EXERCISE:
Please rewrite each line of the material below as a numbered list, skipping blank lines and leaving the pictures out.

DATA SHOWN:
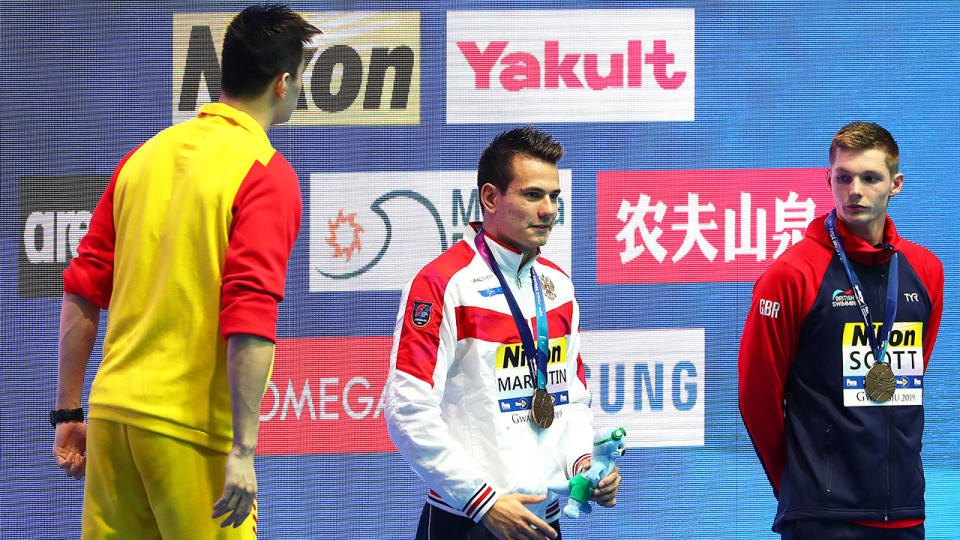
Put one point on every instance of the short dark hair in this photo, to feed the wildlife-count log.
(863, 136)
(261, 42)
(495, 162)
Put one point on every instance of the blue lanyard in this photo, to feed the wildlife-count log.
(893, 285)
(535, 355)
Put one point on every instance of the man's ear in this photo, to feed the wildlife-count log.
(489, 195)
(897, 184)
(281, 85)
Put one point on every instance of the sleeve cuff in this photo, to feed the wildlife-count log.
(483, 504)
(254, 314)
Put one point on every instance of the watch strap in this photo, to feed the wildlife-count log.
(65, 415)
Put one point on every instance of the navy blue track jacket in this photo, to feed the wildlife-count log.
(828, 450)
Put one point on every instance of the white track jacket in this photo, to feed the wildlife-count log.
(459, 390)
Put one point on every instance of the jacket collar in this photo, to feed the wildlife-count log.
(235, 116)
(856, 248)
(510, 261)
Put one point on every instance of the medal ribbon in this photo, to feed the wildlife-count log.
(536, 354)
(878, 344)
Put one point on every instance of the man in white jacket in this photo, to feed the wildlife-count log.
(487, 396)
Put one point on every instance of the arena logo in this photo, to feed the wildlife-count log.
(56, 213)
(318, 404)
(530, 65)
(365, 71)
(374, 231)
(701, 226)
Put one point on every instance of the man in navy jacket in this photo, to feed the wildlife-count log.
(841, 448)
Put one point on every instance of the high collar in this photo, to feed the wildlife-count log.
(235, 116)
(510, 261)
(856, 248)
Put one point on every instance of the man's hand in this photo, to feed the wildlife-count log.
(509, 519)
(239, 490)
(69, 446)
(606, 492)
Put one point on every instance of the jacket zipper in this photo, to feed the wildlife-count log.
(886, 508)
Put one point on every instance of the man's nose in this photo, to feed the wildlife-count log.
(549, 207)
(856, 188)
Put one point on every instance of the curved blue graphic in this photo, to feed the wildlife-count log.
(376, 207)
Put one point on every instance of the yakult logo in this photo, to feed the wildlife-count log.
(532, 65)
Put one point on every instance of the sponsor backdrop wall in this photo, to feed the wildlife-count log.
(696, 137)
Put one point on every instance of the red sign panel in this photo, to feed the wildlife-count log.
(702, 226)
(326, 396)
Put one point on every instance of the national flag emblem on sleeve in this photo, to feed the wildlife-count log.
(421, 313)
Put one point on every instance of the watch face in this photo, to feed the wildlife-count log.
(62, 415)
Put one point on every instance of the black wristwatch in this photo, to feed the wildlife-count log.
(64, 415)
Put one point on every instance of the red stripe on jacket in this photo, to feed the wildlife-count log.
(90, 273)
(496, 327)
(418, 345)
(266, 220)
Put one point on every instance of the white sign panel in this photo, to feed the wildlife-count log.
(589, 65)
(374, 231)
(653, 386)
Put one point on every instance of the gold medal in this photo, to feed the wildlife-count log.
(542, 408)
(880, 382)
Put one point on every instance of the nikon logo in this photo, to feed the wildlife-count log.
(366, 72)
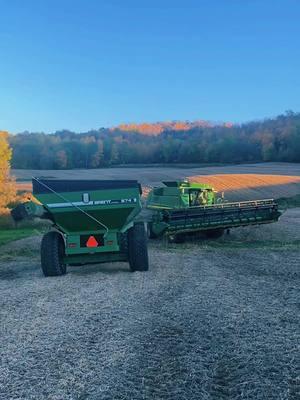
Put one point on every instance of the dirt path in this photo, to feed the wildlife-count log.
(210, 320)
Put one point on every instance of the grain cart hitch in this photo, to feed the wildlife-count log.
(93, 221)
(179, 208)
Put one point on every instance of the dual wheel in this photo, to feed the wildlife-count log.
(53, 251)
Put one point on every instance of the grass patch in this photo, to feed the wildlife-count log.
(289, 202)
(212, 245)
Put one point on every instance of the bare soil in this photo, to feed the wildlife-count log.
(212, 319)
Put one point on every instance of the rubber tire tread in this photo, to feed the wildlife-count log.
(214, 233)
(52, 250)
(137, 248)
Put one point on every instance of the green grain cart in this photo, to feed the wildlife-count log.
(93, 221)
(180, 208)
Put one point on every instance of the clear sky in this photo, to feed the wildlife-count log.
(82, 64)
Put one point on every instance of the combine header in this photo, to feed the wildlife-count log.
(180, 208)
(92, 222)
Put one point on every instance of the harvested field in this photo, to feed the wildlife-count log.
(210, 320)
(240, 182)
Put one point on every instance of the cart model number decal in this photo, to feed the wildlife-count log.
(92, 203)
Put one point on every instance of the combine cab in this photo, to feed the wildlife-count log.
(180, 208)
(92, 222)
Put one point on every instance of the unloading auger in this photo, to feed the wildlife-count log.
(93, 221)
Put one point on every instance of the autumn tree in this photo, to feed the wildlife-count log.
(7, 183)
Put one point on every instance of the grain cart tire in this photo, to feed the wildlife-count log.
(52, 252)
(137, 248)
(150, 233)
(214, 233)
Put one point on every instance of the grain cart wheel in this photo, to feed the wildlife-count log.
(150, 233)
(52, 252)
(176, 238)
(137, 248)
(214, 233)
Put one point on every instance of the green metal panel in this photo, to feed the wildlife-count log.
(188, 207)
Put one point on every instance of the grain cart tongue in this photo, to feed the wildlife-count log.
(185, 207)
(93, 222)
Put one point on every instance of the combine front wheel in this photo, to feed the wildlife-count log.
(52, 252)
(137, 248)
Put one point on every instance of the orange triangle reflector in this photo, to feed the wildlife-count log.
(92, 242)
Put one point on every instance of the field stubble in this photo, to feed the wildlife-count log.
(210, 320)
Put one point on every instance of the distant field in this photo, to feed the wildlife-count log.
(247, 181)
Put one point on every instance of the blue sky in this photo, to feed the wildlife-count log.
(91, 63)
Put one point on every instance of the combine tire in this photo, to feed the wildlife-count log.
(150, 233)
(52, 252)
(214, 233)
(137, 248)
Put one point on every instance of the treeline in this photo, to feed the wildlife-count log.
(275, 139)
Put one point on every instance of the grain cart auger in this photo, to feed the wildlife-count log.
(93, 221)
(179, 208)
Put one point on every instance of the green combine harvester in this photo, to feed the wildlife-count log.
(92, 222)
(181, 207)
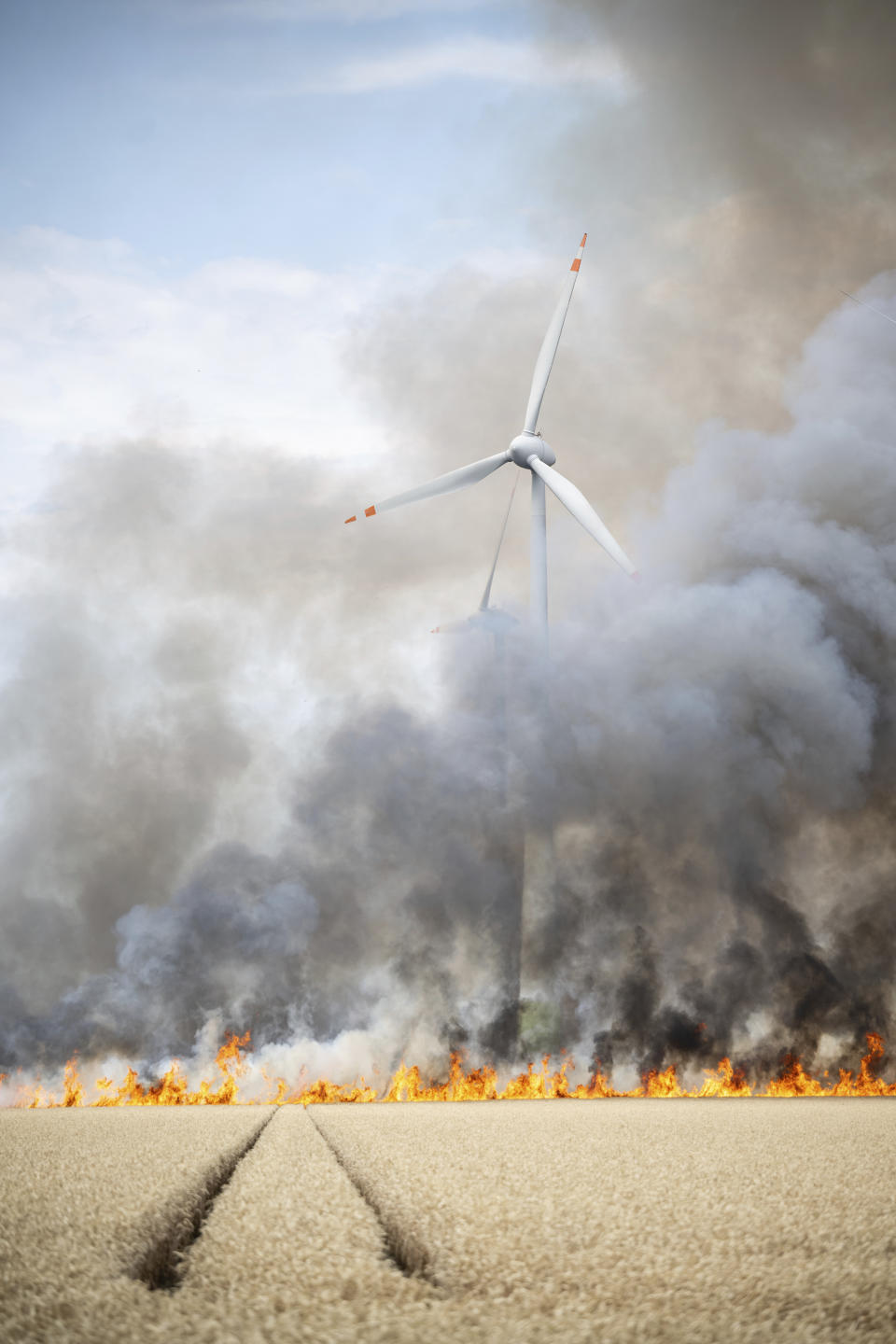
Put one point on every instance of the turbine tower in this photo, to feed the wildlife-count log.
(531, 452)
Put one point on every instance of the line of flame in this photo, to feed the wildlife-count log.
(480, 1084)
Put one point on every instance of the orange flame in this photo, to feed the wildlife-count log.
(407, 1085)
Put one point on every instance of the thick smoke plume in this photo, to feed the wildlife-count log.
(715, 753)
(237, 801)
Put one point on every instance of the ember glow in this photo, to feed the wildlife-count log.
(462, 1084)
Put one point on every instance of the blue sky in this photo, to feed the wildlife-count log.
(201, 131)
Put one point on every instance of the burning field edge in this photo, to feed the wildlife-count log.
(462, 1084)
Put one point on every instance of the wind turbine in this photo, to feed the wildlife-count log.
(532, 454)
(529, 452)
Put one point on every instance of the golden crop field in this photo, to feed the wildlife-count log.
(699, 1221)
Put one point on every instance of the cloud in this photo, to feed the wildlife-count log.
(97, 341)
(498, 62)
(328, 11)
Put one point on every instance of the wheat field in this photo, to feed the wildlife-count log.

TASK SOLUTION:
1. Put one point on every instance of the short dark hair in this photo, to feed the wildlife-count log.
2. (863, 136)
3. (261, 42)
4. (495, 162)
5. Put one point on every instance of the blue lanyard in this photo, to feed the wildlife-count log.
6. (893, 285)
7. (535, 355)
8. Put one point on every instance of the man's ear in this photo, to feed the wildlife-count log.
9. (489, 195)
10. (897, 184)
11. (281, 85)
12. Put one point on every instance of the sleeve cuff in this photo, to feed the wildlife-count log.
13. (483, 504)
14. (254, 314)
15. Put one point on every instance of the watch strap in this photo, to feed the wildlife-count log.
16. (65, 415)
17. Put one point on every instance of the navy blue track jacket in this photo, to feed the wildlife-count log.
18. (828, 450)
19. Put one point on every instance of the white track jacket in this photo, to feed the wildlife-count log.
20. (459, 390)
21. Put one point on every instance of the jacket collar in this photo, to feed the wildlife-count log.
22. (235, 116)
23. (856, 248)
24. (510, 261)
25. Put one point on every instance of the medal ribbon in this photo, to feed the wildlife-count log.
26. (536, 354)
27. (878, 344)
28. Put one point on every instance of the man in white jacket in this photo, to feed the wildlife-count log.
29. (487, 396)
30. Put one point on every instance of the arena logo in this photo, to feed the wildlife-count log.
31. (56, 213)
32. (318, 404)
33. (530, 65)
34. (365, 71)
35. (374, 231)
36. (701, 226)
37. Put one point on every instance of the man in navy jacket in this photo, to feed the wildlife-count log.
38. (841, 448)
39. Put one point on every instance of the high collar in this photo, to feed the wildlife-count log.
40. (235, 116)
41. (510, 261)
42. (856, 248)
43. Put one point on every instance of the man's hand in this photo, to feed the wildlife-count log.
44. (509, 519)
45. (239, 490)
46. (69, 446)
47. (606, 492)
48. Put one point on every instance of the jacket zipper in this photo, to feed the wildlife-count log.
49. (886, 508)
50. Put one point on every instance of the man's nose in this photo, to feed the wildlife-count log.
51. (549, 207)
52. (856, 188)
53. Put one point on every instance of the curved blue graphic in this photo, to feed the wildlife-count log.
54. (376, 207)
55. Put one point on every instance of the yakult logo in this photo, to feed the wildlife-count log.
56. (532, 65)
57. Put one point on every instance of the sponsor backdrop wall in this photo, to feed the wildlife-count log.
58. (696, 137)
59. Put one point on every instance of the red sign panel in this photo, to feed the wildlife-count log.
60. (702, 226)
61. (326, 396)
62. Put one point on every instance of the national flag emblem on sleeve in this photo, to feed the wildlife-count log.
63. (421, 313)
64. Put one point on every instance of the watch face in this photo, to feed the wildlife-count log.
65. (62, 415)
66. Put one point on every instance of the black wristwatch in this photo, to feed the wildlife-count log.
67. (64, 415)
68. Put one point on every instance of the red stripe on jacket in this photo, to feed the wildlife-count log.
69. (90, 273)
70. (496, 327)
71. (418, 345)
72. (266, 220)
73. Put one point on every instance of the white sign panel in this photo, to feed the wildlife-count log.
74. (589, 65)
75. (374, 231)
76. (653, 386)
77. Put one point on every instance of the gold medal in this photo, to feed the wildlife-count log.
78. (542, 408)
79. (880, 382)
80. Put one point on every instance of the nikon logo in this photo, to feed the wildlife-count log.
81. (366, 72)
82. Put one point on every instance of the dirt path in this photo, to feed the wildlife-count log.
83. (210, 320)
84. Put one point on every instance of the grain cart hitch in this photo, to feed the wildlife-count log.
85. (93, 221)
86. (179, 208)
87. Put one point on every instance of the dual wheel in this photo, to feed the wildlife-count log.
88. (53, 251)
89. Put one point on every instance of the grass patch in this photo, to feed the wildlife-count log.
90. (289, 202)
91. (212, 245)
92. Put one point on every instance of the bare soil in this photo, to feed the wildlife-count log.
93. (212, 319)
94. Put one point on every instance of the rubber tire tread in this photo, to feed the wildlife-count log.
95. (214, 233)
96. (52, 250)
97. (137, 248)
98. Put one point on every instance of the green grain cart in this photo, to feed the wildlife-count log.
99. (93, 221)
100. (180, 208)
101. Put one point on every instance of the clear sky in this photo, to feed the wildlife-count log.
102. (82, 64)
103. Put one point on every instance of the combine header in this photo, to feed the wildlife-count log.
104. (180, 208)
105. (92, 222)
106. Put one point on every instance of the harvested field in this photo, to feed the wildlife-count log.
107. (210, 320)
108. (240, 182)
109. Put one point on every instance of the cart model number decal in this photo, to feed the wildlife-count log.
110. (92, 203)
111. Put one point on every instance of the combine cab in this photo, to feed the wildlife-count log.
112. (180, 208)
113. (92, 222)
114. Put one point on every instance of the unloading auger in this photo, to feed the wildlife-count log.
115. (93, 221)
116. Put one point on every instance of the autumn tree in this photo, to feed the wildlife-count log.
117. (7, 183)
118. Put one point on every instance of the grain cart tire in this photo, to feed the wildlife-count log.
119. (52, 252)
120. (137, 248)
121. (150, 233)
122. (214, 233)
123. Put one point on every instance of the grain cart wheel in this photo, to feed the wildlife-count log.
124. (150, 233)
125. (52, 252)
126. (176, 238)
127. (137, 248)
128. (214, 233)
129. Put one point on every instance of the green metal panel in this photo, to feed the wildlife-count log.
130. (188, 207)
131. Put one point on every instance of the grain cart tongue in this photo, to feed the wildlife-count log.
132. (185, 207)
133. (93, 222)
134. Put one point on every instance of the combine front wheel in this photo, to feed the wildlife-count log.
135. (52, 252)
136. (137, 248)
137. Put one point on every instance of the orange triangle reflector in this photo, to feed the wildlife-count log.
138. (92, 242)
139. Put one point on every instance of the field stubble in this photo, to feed the wildlife-count log.
140. (210, 320)
141. Put one point on every instance of the distant field in this photo, to feed the wildlife-count log.
142. (247, 181)
143. Put one point on every instance of the blue sky in this photo, to feed the wildlife-count log.
144. (91, 63)
145. Put one point on every instance of the combine tire in this photo, to feed the wildlife-count log.
146. (150, 233)
147. (52, 252)
148. (214, 233)
149. (137, 248)
150. Put one point on every instance of the treeline in this photo, to feed the wildlife-count log.
151. (275, 139)
152. Put one point on every instance of the grain cart auger in this photo, to feed the wildlife-count log.
153. (93, 221)
154. (179, 208)
155. Put one point on every instance of the green combine harvester in this photo, to feed the wildlife-count log.
156. (92, 222)
157. (181, 207)
158. Put one point on every instance of the turbine tower in this photo, to feed the wildlife-count log.
159. (531, 452)
160. Put one point on every instance of the line of flame in this photo, to feed the wildlife-count log.
161. (480, 1084)
162. Put one point on every instance of the orange flame in this photo, to feed the wildlife-count log.
163. (407, 1085)
164. Put one point on every instance of the thick smoke plume in this photo, to feed the wildlife-count log.
165. (715, 753)
166. (237, 801)
167. Put one point on every instance of the ember glow in this photo, to feed the wildlife-count log.
168. (462, 1084)
169. Put one point on every instance of the blue sky in this photo, to feed the wildlife-count log.
170. (201, 131)
171. Put one point on every instance of the burning field edge in this photo, to feed the wildlife-count log.
172. (462, 1084)
173. Put one point on every instance of the wind turbine in this photo, to feed the wildlife-count log.
174. (532, 454)
175. (529, 452)
176. Put one point on every instance of the golden crop field in this photo, to feed the wildlife-count log.
177. (699, 1221)
178. Put one point on every instance of the cloud in this photo, to feed the wildlife-count log.
179. (97, 341)
180. (498, 62)
181. (328, 11)
182. Put one point on every instance of the wheat field in this photo, to feed the wildlife-count log.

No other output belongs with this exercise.